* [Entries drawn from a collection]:
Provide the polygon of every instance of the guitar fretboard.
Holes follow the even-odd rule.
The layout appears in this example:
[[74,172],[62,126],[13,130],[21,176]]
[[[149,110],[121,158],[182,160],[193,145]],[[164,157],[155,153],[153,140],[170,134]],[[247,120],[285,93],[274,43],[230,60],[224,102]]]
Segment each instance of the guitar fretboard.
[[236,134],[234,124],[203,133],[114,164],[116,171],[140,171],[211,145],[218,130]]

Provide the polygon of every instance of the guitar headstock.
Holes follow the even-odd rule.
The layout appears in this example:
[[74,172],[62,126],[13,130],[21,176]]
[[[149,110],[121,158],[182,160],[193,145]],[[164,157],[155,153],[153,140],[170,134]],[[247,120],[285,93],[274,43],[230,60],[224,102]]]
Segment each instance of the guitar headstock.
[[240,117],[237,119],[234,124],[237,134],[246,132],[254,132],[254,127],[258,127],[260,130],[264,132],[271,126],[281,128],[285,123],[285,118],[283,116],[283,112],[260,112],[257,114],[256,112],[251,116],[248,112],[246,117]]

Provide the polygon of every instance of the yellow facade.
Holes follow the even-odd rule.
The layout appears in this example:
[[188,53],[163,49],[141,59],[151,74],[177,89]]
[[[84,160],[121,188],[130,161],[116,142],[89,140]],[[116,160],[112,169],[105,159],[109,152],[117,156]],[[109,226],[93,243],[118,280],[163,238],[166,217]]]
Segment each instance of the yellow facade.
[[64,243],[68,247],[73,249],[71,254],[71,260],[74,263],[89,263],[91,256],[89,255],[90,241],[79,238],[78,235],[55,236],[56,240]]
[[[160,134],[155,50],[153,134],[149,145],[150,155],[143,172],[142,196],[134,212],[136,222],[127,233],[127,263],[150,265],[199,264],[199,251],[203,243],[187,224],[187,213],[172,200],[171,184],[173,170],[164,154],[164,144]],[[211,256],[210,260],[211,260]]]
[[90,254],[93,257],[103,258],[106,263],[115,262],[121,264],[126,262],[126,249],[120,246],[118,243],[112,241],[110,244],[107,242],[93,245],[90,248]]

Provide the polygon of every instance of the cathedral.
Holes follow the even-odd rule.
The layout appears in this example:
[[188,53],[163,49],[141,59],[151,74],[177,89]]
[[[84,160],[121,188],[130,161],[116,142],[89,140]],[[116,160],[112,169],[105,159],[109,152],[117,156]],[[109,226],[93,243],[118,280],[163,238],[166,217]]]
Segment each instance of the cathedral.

* [Task details]:
Copy the stretch of the material above from the line containing "Provide the polygon of every instance of the cathedral." through the end of the material, reproducing each line without change.

* [The result]:
Provide the polygon of every instance of the cathedral.
Holes follow the even-odd rule.
The layout appears in this example:
[[188,53],[163,49],[141,59],[151,74],[177,89]]
[[[84,160],[121,188],[130,161],[116,142],[89,140]],[[116,160],[112,169],[105,159],[109,152],[117,156]],[[109,226],[93,243],[118,280],[163,238],[166,217]]]
Segment each instance of the cathedral.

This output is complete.